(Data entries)
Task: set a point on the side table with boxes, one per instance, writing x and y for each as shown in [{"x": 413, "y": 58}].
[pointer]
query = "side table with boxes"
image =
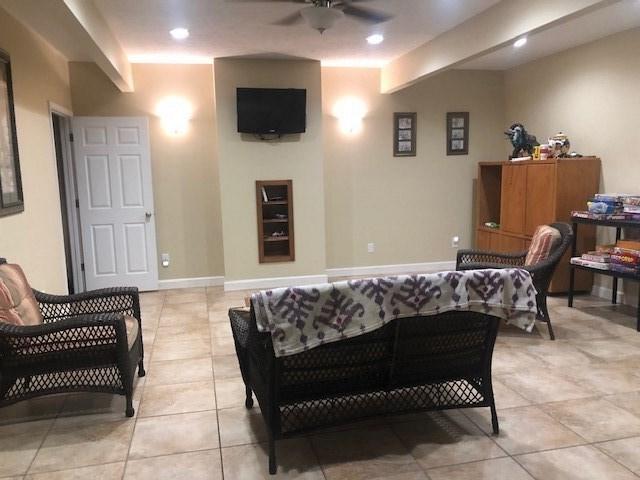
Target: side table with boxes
[{"x": 619, "y": 260}]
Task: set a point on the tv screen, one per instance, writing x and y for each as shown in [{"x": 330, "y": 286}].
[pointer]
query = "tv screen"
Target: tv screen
[{"x": 271, "y": 110}]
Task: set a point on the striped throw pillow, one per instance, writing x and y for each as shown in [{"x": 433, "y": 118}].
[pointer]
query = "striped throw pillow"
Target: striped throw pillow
[{"x": 544, "y": 240}]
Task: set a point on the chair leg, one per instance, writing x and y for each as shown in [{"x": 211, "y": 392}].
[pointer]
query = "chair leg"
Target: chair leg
[
  {"x": 542, "y": 306},
  {"x": 494, "y": 419},
  {"x": 249, "y": 400},
  {"x": 273, "y": 467},
  {"x": 129, "y": 411},
  {"x": 551, "y": 335}
]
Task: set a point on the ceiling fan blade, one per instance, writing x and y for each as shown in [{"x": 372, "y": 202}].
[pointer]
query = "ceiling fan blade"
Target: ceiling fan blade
[
  {"x": 267, "y": 1},
  {"x": 367, "y": 14},
  {"x": 289, "y": 20}
]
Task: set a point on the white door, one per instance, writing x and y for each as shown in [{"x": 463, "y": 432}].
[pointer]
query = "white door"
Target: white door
[{"x": 113, "y": 168}]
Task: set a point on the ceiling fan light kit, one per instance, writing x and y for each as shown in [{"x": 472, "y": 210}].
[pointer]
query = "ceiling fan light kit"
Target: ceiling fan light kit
[
  {"x": 323, "y": 14},
  {"x": 321, "y": 18}
]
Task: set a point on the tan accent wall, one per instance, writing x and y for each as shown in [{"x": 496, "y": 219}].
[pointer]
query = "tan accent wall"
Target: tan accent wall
[
  {"x": 245, "y": 159},
  {"x": 185, "y": 170},
  {"x": 591, "y": 94},
  {"x": 34, "y": 238},
  {"x": 410, "y": 207}
]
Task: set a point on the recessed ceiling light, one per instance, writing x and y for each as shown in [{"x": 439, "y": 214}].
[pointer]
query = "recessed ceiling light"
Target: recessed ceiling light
[
  {"x": 375, "y": 39},
  {"x": 520, "y": 42},
  {"x": 179, "y": 33}
]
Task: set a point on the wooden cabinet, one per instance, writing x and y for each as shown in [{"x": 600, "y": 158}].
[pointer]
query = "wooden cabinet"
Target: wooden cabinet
[
  {"x": 274, "y": 205},
  {"x": 540, "y": 198},
  {"x": 521, "y": 196},
  {"x": 514, "y": 190}
]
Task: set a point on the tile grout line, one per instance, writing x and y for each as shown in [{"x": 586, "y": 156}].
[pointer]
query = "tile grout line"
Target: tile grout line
[
  {"x": 44, "y": 437},
  {"x": 135, "y": 424},
  {"x": 215, "y": 389}
]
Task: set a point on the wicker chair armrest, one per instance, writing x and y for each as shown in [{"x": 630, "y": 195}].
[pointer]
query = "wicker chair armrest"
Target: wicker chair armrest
[
  {"x": 69, "y": 333},
  {"x": 497, "y": 260},
  {"x": 122, "y": 300}
]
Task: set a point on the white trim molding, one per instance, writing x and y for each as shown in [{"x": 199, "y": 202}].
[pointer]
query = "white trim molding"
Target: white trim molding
[
  {"x": 190, "y": 282},
  {"x": 275, "y": 282},
  {"x": 406, "y": 268},
  {"x": 606, "y": 292}
]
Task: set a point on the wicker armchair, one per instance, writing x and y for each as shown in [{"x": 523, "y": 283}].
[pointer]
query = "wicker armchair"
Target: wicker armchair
[
  {"x": 541, "y": 272},
  {"x": 83, "y": 345}
]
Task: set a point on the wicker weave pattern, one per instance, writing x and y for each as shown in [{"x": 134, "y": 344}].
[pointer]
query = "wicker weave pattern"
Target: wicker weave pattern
[
  {"x": 82, "y": 346},
  {"x": 410, "y": 364},
  {"x": 541, "y": 272}
]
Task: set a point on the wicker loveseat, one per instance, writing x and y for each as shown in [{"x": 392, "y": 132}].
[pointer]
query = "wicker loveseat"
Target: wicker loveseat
[
  {"x": 411, "y": 364},
  {"x": 91, "y": 342},
  {"x": 541, "y": 272}
]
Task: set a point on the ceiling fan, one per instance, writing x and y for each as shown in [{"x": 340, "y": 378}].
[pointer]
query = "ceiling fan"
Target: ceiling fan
[{"x": 322, "y": 14}]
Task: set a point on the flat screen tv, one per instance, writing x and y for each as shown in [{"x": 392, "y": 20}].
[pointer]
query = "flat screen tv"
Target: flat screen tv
[{"x": 271, "y": 110}]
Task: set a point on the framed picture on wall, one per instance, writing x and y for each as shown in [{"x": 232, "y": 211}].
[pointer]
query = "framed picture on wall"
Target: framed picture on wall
[
  {"x": 11, "y": 200},
  {"x": 404, "y": 134},
  {"x": 458, "y": 133}
]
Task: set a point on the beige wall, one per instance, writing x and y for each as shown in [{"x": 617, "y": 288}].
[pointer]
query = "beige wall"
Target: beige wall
[
  {"x": 185, "y": 173},
  {"x": 590, "y": 93},
  {"x": 410, "y": 207},
  {"x": 34, "y": 238},
  {"x": 244, "y": 159}
]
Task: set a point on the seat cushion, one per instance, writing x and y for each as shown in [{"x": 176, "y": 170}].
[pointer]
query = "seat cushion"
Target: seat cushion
[
  {"x": 18, "y": 305},
  {"x": 544, "y": 240}
]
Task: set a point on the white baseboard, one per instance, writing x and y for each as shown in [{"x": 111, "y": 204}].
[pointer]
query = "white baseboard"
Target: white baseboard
[
  {"x": 260, "y": 283},
  {"x": 401, "y": 269},
  {"x": 606, "y": 292},
  {"x": 190, "y": 282}
]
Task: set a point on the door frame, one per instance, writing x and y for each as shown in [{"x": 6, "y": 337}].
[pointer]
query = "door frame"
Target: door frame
[
  {"x": 78, "y": 170},
  {"x": 71, "y": 190}
]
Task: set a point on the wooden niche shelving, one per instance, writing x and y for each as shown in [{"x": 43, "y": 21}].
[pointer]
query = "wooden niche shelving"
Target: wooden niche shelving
[{"x": 274, "y": 201}]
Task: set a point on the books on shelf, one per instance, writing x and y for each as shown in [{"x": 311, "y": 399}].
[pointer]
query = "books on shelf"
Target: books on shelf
[
  {"x": 599, "y": 257},
  {"x": 603, "y": 216},
  {"x": 624, "y": 269},
  {"x": 586, "y": 263}
]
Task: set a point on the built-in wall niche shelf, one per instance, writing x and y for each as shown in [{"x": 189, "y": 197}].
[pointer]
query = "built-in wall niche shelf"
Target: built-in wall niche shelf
[{"x": 274, "y": 201}]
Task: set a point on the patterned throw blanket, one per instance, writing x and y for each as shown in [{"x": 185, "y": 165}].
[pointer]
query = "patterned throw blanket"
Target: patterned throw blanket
[{"x": 301, "y": 318}]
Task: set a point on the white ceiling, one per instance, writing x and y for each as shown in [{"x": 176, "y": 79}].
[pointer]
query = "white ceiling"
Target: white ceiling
[
  {"x": 600, "y": 23},
  {"x": 222, "y": 28}
]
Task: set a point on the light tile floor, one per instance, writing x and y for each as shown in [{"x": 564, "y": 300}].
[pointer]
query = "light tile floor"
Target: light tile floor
[{"x": 568, "y": 409}]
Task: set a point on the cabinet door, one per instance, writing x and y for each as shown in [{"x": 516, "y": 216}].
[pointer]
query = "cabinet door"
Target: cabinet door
[
  {"x": 512, "y": 203},
  {"x": 483, "y": 240},
  {"x": 540, "y": 201}
]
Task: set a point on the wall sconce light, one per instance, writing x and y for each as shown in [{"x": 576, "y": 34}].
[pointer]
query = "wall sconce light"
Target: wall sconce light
[
  {"x": 350, "y": 111},
  {"x": 174, "y": 113}
]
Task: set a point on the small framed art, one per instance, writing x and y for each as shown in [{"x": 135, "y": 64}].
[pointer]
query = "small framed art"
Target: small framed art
[
  {"x": 404, "y": 134},
  {"x": 458, "y": 133}
]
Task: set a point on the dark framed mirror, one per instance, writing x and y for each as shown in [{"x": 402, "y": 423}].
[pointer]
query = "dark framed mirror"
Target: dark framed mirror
[{"x": 11, "y": 199}]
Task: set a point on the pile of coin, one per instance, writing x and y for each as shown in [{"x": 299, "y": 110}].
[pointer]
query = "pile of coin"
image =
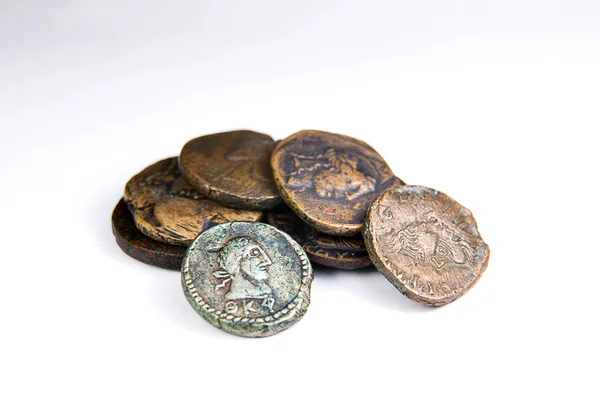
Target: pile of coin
[{"x": 243, "y": 216}]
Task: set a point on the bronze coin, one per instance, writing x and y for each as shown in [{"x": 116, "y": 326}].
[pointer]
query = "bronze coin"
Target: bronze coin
[
  {"x": 232, "y": 168},
  {"x": 329, "y": 180},
  {"x": 167, "y": 209},
  {"x": 425, "y": 243},
  {"x": 140, "y": 247},
  {"x": 340, "y": 252}
]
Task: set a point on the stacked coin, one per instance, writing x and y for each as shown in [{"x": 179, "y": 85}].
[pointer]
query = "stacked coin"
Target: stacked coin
[{"x": 327, "y": 198}]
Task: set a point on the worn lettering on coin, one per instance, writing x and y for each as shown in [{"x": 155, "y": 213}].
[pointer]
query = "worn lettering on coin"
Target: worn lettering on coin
[{"x": 167, "y": 209}]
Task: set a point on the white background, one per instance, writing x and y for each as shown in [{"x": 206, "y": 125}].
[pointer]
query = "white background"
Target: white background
[{"x": 495, "y": 103}]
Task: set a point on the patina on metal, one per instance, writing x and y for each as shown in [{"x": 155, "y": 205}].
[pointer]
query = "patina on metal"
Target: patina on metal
[
  {"x": 340, "y": 252},
  {"x": 248, "y": 279},
  {"x": 141, "y": 247},
  {"x": 329, "y": 180},
  {"x": 232, "y": 168},
  {"x": 167, "y": 209},
  {"x": 425, "y": 243}
]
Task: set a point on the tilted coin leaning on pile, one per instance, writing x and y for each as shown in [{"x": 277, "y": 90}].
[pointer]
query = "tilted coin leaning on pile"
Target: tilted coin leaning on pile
[{"x": 243, "y": 216}]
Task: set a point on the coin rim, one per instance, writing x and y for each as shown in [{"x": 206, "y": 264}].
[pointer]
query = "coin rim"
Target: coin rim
[
  {"x": 263, "y": 326},
  {"x": 169, "y": 257},
  {"x": 220, "y": 195},
  {"x": 380, "y": 265},
  {"x": 344, "y": 229}
]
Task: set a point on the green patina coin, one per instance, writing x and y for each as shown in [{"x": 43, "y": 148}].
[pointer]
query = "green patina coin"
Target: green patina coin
[{"x": 248, "y": 279}]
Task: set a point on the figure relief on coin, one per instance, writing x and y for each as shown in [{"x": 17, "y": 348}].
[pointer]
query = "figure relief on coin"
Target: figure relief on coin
[
  {"x": 425, "y": 243},
  {"x": 242, "y": 277},
  {"x": 332, "y": 174},
  {"x": 432, "y": 241}
]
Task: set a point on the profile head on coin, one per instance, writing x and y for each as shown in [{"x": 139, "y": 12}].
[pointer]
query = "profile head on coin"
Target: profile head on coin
[
  {"x": 425, "y": 243},
  {"x": 167, "y": 209},
  {"x": 329, "y": 179},
  {"x": 248, "y": 279},
  {"x": 232, "y": 168}
]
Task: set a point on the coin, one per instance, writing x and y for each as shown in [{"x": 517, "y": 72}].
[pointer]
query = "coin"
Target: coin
[
  {"x": 328, "y": 250},
  {"x": 232, "y": 168},
  {"x": 140, "y": 247},
  {"x": 167, "y": 209},
  {"x": 329, "y": 180},
  {"x": 248, "y": 279},
  {"x": 425, "y": 243}
]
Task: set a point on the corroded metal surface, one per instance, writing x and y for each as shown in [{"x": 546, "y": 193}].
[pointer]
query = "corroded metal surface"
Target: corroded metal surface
[
  {"x": 248, "y": 279},
  {"x": 425, "y": 243},
  {"x": 167, "y": 209},
  {"x": 329, "y": 180},
  {"x": 328, "y": 250},
  {"x": 140, "y": 247},
  {"x": 232, "y": 168}
]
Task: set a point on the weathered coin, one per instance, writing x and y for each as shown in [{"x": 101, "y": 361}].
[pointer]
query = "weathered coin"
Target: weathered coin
[
  {"x": 328, "y": 250},
  {"x": 329, "y": 180},
  {"x": 167, "y": 209},
  {"x": 141, "y": 247},
  {"x": 248, "y": 279},
  {"x": 232, "y": 168},
  {"x": 425, "y": 243}
]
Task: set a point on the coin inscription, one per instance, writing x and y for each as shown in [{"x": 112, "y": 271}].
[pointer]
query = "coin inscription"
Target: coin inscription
[
  {"x": 425, "y": 243},
  {"x": 248, "y": 279},
  {"x": 167, "y": 209},
  {"x": 327, "y": 250},
  {"x": 329, "y": 180},
  {"x": 232, "y": 168}
]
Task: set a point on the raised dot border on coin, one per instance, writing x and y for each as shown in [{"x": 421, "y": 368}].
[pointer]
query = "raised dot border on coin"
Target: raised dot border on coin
[
  {"x": 276, "y": 322},
  {"x": 142, "y": 248}
]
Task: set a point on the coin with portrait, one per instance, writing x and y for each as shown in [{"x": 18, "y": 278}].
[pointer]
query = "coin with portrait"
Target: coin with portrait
[
  {"x": 232, "y": 168},
  {"x": 141, "y": 247},
  {"x": 425, "y": 243},
  {"x": 248, "y": 279},
  {"x": 333, "y": 251},
  {"x": 167, "y": 209},
  {"x": 329, "y": 180}
]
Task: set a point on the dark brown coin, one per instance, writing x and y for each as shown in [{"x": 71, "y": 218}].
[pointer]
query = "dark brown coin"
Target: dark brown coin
[
  {"x": 140, "y": 247},
  {"x": 329, "y": 180},
  {"x": 339, "y": 252},
  {"x": 167, "y": 209},
  {"x": 425, "y": 243},
  {"x": 232, "y": 168}
]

PROBLEM |
Extract, word for word, each line from the top of the data down to and including the line with "Task: set a point on the chair"; skip the pictures.

EXERCISE RESPONSE |
Task: set a point on the side table with boxes, one per instance, writing x and y for each as shown in [{"x": 413, "y": 58}].
[pointer]
query = "side table with boxes"
image =
Target: side table with boxes
[{"x": 619, "y": 260}]
Task: set a point on the tv screen, one per instance, writing x and y for each as shown in [{"x": 330, "y": 286}].
[pointer]
query = "tv screen"
Target: tv screen
[{"x": 271, "y": 110}]
Task: set a point on the striped throw pillow, one per instance, writing x and y for each as shown in [{"x": 433, "y": 118}].
[pointer]
query = "striped throw pillow"
Target: striped throw pillow
[{"x": 544, "y": 240}]
Task: set a point on the chair leg, one per instance, writing x and y for each as shown in [{"x": 211, "y": 392}].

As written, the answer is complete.